**Supplied text**
/---
The sole purpose of this article was to educate researchers, parents, and family specialists on the various measurements that are viable for regulating the negative effects televisions have on the family. Additionally, the article was meant to illustrate the benefits of televisions to both parents and their children. The article further imparts the knowledge that television viewing should be considered a socializing influence in society more than a church, family, and school.
The authors of this article took into consideration quite a number of factors while writing the paper. For instance, the language and vocabularies used in the paper accommodate quite a number of audiences and, most especially, the key audience of the article, which was researches and family specialists. This is championed by the fact that most of the vocabulary used is simple and easy to comprehend. In addition to that, the style of writing is simple and lovable by many. This is so because the reading process is not thwarted by ambiguous words and incomprehensible sentences. Despite the fact that the article is long as compared to the other article, the story and all its explanations flow in a rhythm that is encouraging and not tiring (Richard, Fabes, and Scott, 1989).
\---
**Stated problem 1**
According to the passage about the television article, what should television viewing be considered, more than a church, family, and school?
**Stated problem 2**
Decide whether each statement agrees with the passage about the television article. Answer yes or no and quote the deciding words.
(a) Most of the article's vocabulary is simple and easy to understand.
(b) The article is shorter than the other article.
(c) The article was meant to show the benefits of televisions to parents and their children.
**Stated problem 3**
Reproduce the part of the passage about the television article starting at "The authors of" and ending at "and Scott, 1989).".

**Listing**
/---
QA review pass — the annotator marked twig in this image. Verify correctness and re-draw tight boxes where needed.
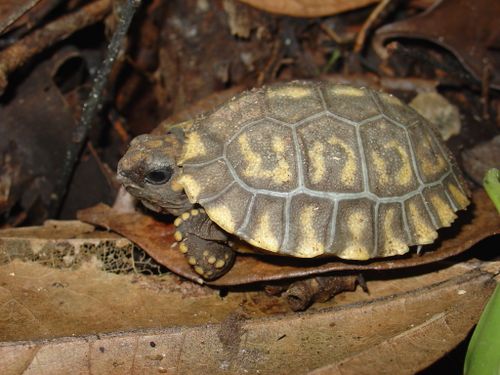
[49,0,141,217]
[354,0,394,53]
[0,0,111,95]
[0,0,41,34]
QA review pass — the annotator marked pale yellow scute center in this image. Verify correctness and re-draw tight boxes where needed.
[372,151,389,185]
[381,208,409,256]
[295,206,325,258]
[330,85,365,97]
[307,141,326,184]
[385,140,413,186]
[238,134,292,185]
[339,210,370,260]
[421,134,447,174]
[431,194,457,227]
[328,137,357,186]
[179,132,207,164]
[205,204,236,233]
[177,174,201,203]
[249,212,279,252]
[408,202,437,245]
[448,184,470,208]
[267,86,312,99]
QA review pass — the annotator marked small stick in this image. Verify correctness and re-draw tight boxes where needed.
[49,0,141,217]
[0,0,111,95]
[354,0,393,53]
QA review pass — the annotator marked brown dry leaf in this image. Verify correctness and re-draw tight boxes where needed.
[78,190,500,286]
[0,50,79,222]
[0,0,40,35]
[240,0,380,17]
[0,260,500,375]
[374,0,500,89]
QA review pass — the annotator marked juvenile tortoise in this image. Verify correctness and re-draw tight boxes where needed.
[118,81,469,280]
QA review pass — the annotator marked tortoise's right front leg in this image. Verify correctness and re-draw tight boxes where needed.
[174,209,235,280]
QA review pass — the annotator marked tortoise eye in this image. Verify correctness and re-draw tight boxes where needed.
[146,167,173,185]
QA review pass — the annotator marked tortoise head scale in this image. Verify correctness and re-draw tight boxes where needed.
[118,123,193,216]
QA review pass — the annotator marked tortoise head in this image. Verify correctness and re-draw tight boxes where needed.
[118,131,192,215]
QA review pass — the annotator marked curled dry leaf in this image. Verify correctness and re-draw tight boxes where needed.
[240,0,380,17]
[78,190,500,286]
[374,0,500,89]
[0,261,499,374]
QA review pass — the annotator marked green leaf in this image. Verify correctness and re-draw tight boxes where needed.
[483,168,500,214]
[464,285,500,375]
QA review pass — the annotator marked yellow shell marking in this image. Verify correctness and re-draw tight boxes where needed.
[307,141,325,184]
[420,134,446,175]
[295,206,325,258]
[177,174,201,203]
[179,132,207,164]
[330,85,365,97]
[249,212,279,252]
[267,86,311,99]
[144,139,163,149]
[448,184,469,208]
[372,140,413,186]
[431,194,457,227]
[408,202,437,245]
[372,151,389,185]
[382,208,408,256]
[339,211,370,260]
[328,137,357,186]
[205,204,235,233]
[238,134,292,185]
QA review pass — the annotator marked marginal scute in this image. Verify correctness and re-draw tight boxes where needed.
[334,199,374,260]
[282,194,333,258]
[239,195,285,252]
[423,185,457,227]
[408,123,449,183]
[179,160,234,203]
[377,203,409,257]
[448,182,470,208]
[405,195,438,245]
[204,184,251,233]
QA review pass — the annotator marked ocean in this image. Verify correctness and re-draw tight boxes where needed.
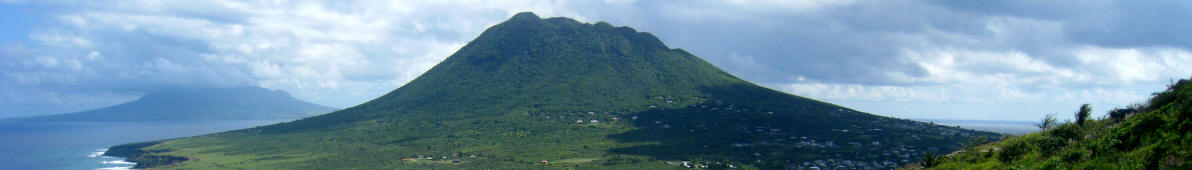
[915,119,1039,136]
[0,119,290,170]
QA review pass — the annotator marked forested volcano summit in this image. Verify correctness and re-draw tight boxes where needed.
[111,13,997,169]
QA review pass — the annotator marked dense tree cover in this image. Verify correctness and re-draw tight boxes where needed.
[113,13,995,169]
[933,80,1192,169]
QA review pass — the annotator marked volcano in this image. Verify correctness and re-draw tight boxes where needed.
[108,13,998,169]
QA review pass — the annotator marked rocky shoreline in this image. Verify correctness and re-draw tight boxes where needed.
[104,140,187,169]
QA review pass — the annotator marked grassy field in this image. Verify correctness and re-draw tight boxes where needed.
[109,13,998,169]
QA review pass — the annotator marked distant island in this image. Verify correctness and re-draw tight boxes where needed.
[105,13,1000,169]
[5,87,336,121]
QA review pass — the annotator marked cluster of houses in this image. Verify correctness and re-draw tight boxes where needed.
[531,96,976,169]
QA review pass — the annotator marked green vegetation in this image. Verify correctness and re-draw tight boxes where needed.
[918,80,1192,169]
[113,13,997,169]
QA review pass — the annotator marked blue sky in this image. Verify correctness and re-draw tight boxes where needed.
[0,0,1192,120]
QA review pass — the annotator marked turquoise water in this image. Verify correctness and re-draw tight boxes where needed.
[0,119,288,170]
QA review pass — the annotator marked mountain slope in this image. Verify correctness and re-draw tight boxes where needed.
[111,13,997,169]
[929,80,1192,169]
[12,87,335,121]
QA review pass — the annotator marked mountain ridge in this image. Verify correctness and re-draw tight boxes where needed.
[110,13,997,169]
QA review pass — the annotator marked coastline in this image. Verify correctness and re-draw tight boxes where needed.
[103,140,187,169]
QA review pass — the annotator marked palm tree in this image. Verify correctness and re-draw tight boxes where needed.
[1076,103,1093,126]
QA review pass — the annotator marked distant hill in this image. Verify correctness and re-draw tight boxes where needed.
[908,80,1192,170]
[8,87,335,121]
[108,13,999,169]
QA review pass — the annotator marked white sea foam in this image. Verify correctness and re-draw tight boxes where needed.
[87,149,107,158]
[100,160,137,165]
[95,166,132,170]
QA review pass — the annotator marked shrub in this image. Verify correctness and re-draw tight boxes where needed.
[1045,124,1085,140]
[1035,114,1056,131]
[919,152,944,168]
[1076,103,1093,126]
[998,141,1030,164]
[1033,136,1068,157]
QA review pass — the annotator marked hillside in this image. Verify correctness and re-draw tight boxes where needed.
[108,13,998,169]
[914,80,1192,169]
[8,87,335,121]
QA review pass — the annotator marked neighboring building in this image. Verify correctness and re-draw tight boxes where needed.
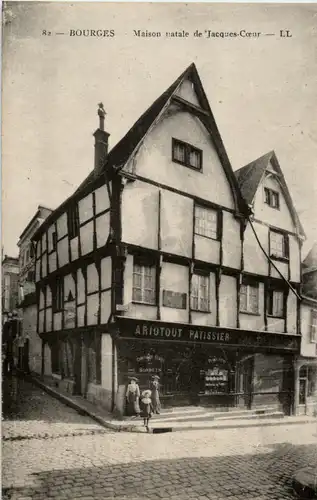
[235,151,305,412]
[18,205,52,373]
[2,255,19,322]
[34,64,303,412]
[295,244,317,415]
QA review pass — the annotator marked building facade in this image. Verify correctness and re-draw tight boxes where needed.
[34,65,303,413]
[18,205,52,373]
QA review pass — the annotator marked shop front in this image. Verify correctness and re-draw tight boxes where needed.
[112,317,300,414]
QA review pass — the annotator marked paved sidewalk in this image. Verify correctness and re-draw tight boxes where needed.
[21,374,317,433]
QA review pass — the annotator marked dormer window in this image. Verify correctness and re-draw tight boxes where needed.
[264,188,280,210]
[172,139,203,170]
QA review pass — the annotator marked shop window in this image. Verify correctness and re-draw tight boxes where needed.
[264,188,280,209]
[67,204,79,239]
[240,278,259,314]
[270,231,289,259]
[132,259,156,305]
[190,274,209,312]
[310,309,317,343]
[195,205,219,240]
[267,290,285,318]
[172,139,203,170]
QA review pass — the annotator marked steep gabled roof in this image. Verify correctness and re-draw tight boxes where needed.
[234,151,305,236]
[34,63,248,238]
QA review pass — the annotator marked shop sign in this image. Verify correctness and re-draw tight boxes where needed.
[114,316,300,352]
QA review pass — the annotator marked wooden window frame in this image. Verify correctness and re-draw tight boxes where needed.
[190,270,210,313]
[266,287,286,319]
[264,187,280,210]
[67,203,79,240]
[194,203,221,241]
[269,229,289,262]
[172,137,203,172]
[239,277,260,316]
[309,309,317,344]
[132,256,158,306]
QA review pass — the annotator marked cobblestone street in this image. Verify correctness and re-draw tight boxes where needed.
[2,379,317,500]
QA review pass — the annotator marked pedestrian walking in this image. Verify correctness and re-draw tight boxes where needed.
[141,389,153,431]
[151,375,161,415]
[126,377,140,417]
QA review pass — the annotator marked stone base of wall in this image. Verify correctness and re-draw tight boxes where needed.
[86,383,112,411]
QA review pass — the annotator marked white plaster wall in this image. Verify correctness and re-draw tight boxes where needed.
[160,262,189,323]
[100,290,111,323]
[161,190,194,257]
[56,212,68,239]
[45,307,53,332]
[48,252,57,273]
[78,193,93,224]
[131,108,234,208]
[219,274,237,328]
[77,269,86,304]
[222,210,241,269]
[101,333,112,391]
[101,257,111,289]
[95,184,110,214]
[175,80,200,107]
[300,302,317,358]
[194,234,221,264]
[87,293,99,325]
[122,181,159,249]
[243,222,269,276]
[57,238,69,267]
[254,177,295,232]
[239,283,265,331]
[80,222,94,255]
[96,212,110,248]
[191,273,217,326]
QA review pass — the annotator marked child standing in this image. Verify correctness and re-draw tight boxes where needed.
[141,389,153,432]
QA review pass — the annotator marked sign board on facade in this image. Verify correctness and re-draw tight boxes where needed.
[112,316,300,352]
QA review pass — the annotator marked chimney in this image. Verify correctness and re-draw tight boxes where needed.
[94,102,110,177]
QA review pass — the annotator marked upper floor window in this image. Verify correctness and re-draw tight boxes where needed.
[270,231,289,259]
[52,231,57,250]
[190,274,209,312]
[132,259,156,305]
[172,139,203,170]
[195,205,219,240]
[240,278,259,314]
[310,309,317,342]
[264,188,280,209]
[67,204,79,239]
[52,277,64,311]
[267,289,285,318]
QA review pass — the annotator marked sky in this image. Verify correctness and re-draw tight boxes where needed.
[2,2,317,256]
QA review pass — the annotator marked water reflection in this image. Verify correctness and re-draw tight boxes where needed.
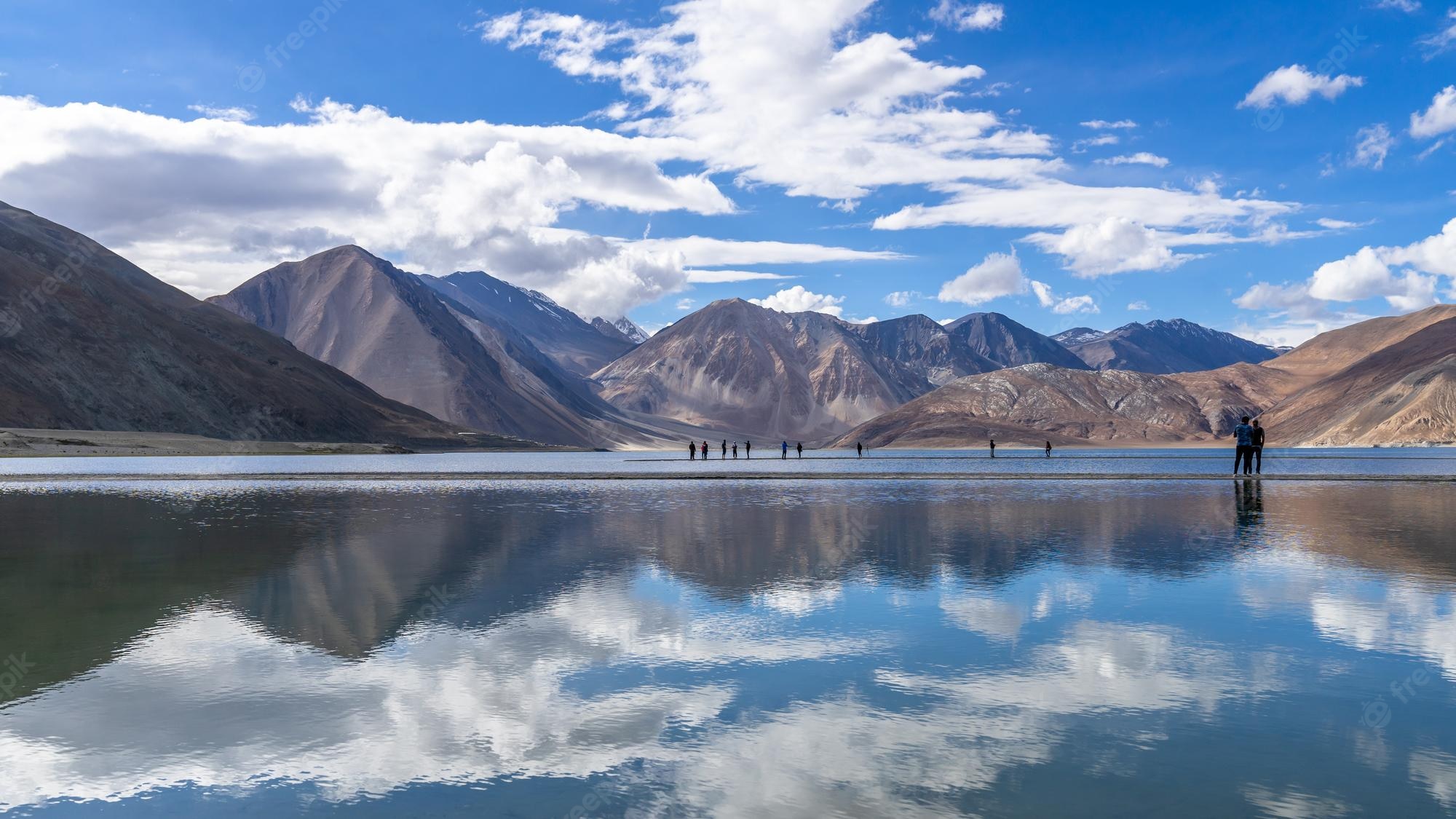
[0,481,1456,816]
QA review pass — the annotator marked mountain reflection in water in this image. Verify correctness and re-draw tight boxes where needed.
[0,480,1456,816]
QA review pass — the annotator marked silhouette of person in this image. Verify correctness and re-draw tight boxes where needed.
[1233,480,1264,528]
[1254,419,1264,475]
[1233,416,1254,475]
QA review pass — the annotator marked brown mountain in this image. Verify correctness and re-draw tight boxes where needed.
[836,364,1235,448]
[1262,304,1456,446]
[211,246,667,446]
[419,272,636,377]
[1069,319,1275,374]
[945,313,1088,370]
[840,304,1456,446]
[0,202,507,446]
[596,298,932,440]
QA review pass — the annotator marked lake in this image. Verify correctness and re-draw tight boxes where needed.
[0,451,1456,818]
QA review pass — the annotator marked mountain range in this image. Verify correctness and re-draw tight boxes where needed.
[0,202,518,448]
[0,205,1456,448]
[834,304,1456,448]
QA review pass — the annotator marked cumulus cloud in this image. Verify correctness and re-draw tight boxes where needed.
[930,0,1006,31]
[936,253,1028,304]
[1233,218,1456,336]
[480,0,1059,204]
[1239,66,1364,108]
[1028,275,1102,310]
[1026,215,1194,277]
[1411,86,1456,140]
[1350,122,1395,170]
[748,284,844,317]
[479,0,1294,259]
[1096,150,1168,167]
[1421,7,1456,60]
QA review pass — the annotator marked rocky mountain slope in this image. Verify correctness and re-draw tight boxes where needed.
[0,202,523,446]
[1262,304,1456,446]
[591,316,649,344]
[837,304,1456,448]
[945,313,1088,370]
[419,272,635,376]
[1069,319,1277,373]
[1051,326,1107,347]
[596,298,932,440]
[836,364,1252,448]
[213,246,655,446]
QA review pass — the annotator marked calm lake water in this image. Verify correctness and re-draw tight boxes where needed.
[0,463,1456,818]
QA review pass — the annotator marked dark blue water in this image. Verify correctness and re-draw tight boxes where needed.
[0,475,1456,816]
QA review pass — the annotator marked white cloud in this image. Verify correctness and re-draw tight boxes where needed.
[1411,86,1456,140]
[1233,218,1456,326]
[930,0,1006,31]
[936,253,1028,304]
[1072,134,1118,153]
[1026,215,1194,277]
[1238,66,1364,108]
[1350,122,1395,170]
[0,96,732,314]
[480,0,1060,202]
[186,105,256,122]
[1096,150,1168,167]
[683,269,794,284]
[748,284,844,317]
[1028,280,1102,314]
[874,179,1297,230]
[1420,7,1456,60]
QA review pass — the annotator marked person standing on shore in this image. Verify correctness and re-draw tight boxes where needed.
[1254,419,1264,475]
[1233,416,1254,475]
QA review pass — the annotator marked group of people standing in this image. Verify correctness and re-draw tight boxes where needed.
[687,440,804,461]
[1233,416,1264,475]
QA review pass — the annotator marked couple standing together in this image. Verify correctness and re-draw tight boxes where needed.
[1233,416,1264,475]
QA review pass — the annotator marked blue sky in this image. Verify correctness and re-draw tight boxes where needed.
[0,0,1456,342]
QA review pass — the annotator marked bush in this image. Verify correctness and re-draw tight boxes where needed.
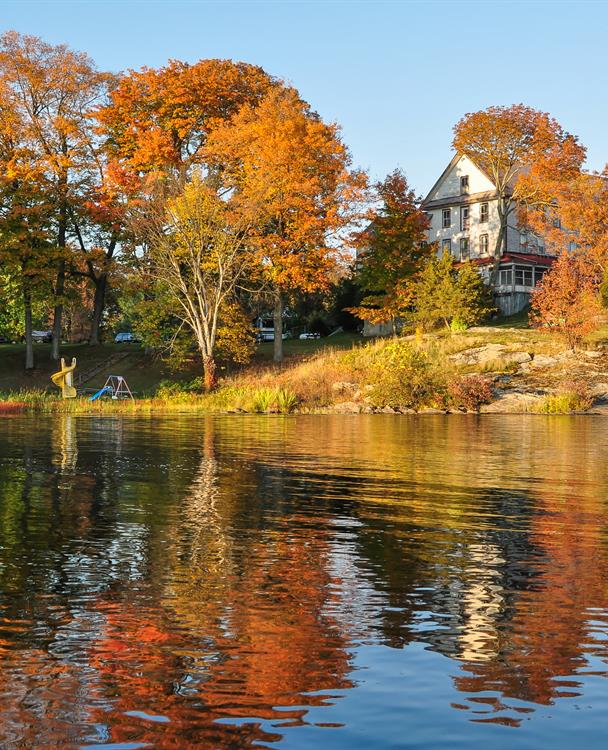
[369,341,446,408]
[448,375,493,411]
[537,381,593,414]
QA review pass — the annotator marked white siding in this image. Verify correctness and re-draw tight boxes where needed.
[428,156,495,201]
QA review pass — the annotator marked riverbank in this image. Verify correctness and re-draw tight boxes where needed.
[0,326,608,414]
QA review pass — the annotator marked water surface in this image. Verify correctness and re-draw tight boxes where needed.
[0,415,608,750]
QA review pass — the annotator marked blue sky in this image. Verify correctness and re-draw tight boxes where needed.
[0,0,608,193]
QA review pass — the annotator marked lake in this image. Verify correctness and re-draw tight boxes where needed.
[0,415,608,750]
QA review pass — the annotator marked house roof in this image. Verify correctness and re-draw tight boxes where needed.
[422,190,496,210]
[471,253,555,268]
[421,151,513,208]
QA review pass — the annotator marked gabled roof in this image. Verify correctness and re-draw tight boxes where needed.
[422,153,463,206]
[421,190,496,209]
[421,151,504,208]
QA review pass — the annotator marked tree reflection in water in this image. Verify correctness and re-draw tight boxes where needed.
[0,415,608,748]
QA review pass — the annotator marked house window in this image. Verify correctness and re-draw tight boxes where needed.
[479,234,490,255]
[515,266,533,286]
[460,206,469,229]
[498,268,513,286]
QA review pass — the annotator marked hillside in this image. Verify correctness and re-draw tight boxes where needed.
[0,320,608,413]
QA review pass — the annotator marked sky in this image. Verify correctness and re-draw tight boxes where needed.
[0,0,608,194]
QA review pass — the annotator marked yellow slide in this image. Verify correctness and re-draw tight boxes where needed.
[51,357,76,398]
\---
**Task result 1**
A socializing influence in society.

**Task result 2**
(a) Yes: "most of the vocabulary used is simple and easy to comprehend"
(b) No: "the article is long as compared to the other article"
(c) Yes: "the article was meant to illustrate the benefits of televisions to both parents and their children"

**Task result 3**
The authors of this article took into consideration quite a number of factors while writing the paper. For instance, the language and vocabularies used in the paper accommodate quite a number of audiences and, most especially, the key audience of the article, which was researches and family specialists. This is championed by the fact that most of the vocabulary used is simple and easy to comprehend. In addition to that, the style of writing is simple and lovable by many. This is so because the reading process is not thwarted by ambiguous words and incomprehensible sentences. Despite the fact that the article is long as compared to the other article, the story and all its explanations flow in a rhythm that is encouraging and not tiring (Richard, Fabes, and Scott, 1989).